[START DATA PROVIDED]

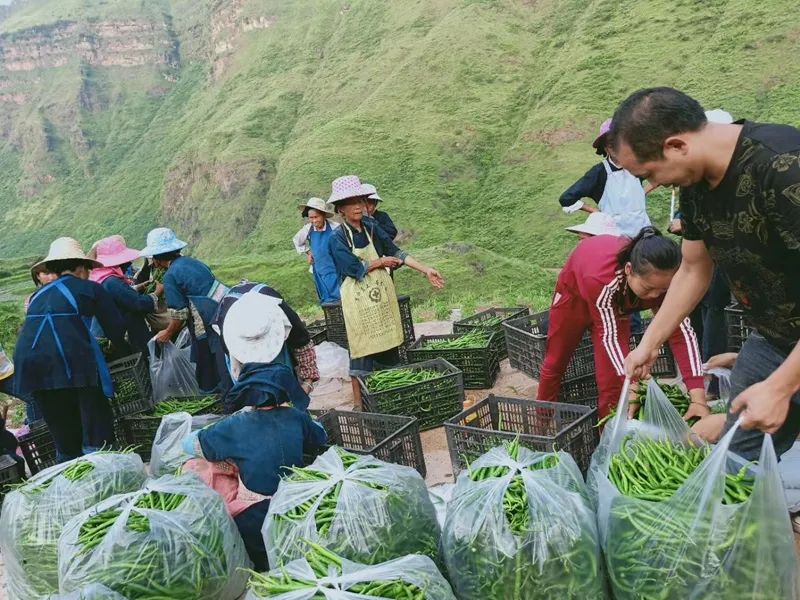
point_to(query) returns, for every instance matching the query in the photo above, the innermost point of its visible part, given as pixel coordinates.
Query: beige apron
(371, 312)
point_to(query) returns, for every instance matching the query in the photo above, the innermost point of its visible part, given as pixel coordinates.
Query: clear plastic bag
(34, 515)
(167, 455)
(419, 571)
(692, 545)
(557, 556)
(171, 371)
(193, 551)
(383, 511)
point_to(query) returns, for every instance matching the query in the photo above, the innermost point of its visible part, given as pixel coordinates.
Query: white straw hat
(598, 223)
(317, 204)
(349, 186)
(373, 192)
(255, 328)
(65, 249)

[END DATA PROVIDED]

WHAT THE TASK REQUIRES - Could you put every line of the entries above into a Markdown table with the columns Row and Line, skipping any blank lines and leaving out the pictures?

REPLY TO THE EXERCISE -
| Row | Line |
|---|---|
| 1 | point_to(query) returns, for every instance matching the query in the photo above, the innermost point of its visible part, given as pixel coordinates. |
| 2 | Query: beige apron |
| 3 | (371, 312) |
| 4 | point_to(query) returns, for every instance matching the query in the photo above, the innermost point of its visible part, given as pixel coordinates. |
| 5 | Query: clear plastic bag |
| 6 | (34, 515) |
| 7 | (167, 455) |
| 8 | (419, 571) |
| 9 | (692, 545) |
| 10 | (557, 556) |
| 11 | (171, 371) |
| 12 | (193, 551) |
| 13 | (383, 511) |
| 14 | point_to(query) returns, for every instance matching the query in the photo above, the innermost point of its visible part, given as pixel coordinates. |
| 15 | Query: white straw hat |
| 16 | (598, 223) |
| 17 | (317, 204) |
| 18 | (349, 186) |
| 19 | (373, 192) |
| 20 | (255, 328) |
| 21 | (65, 249) |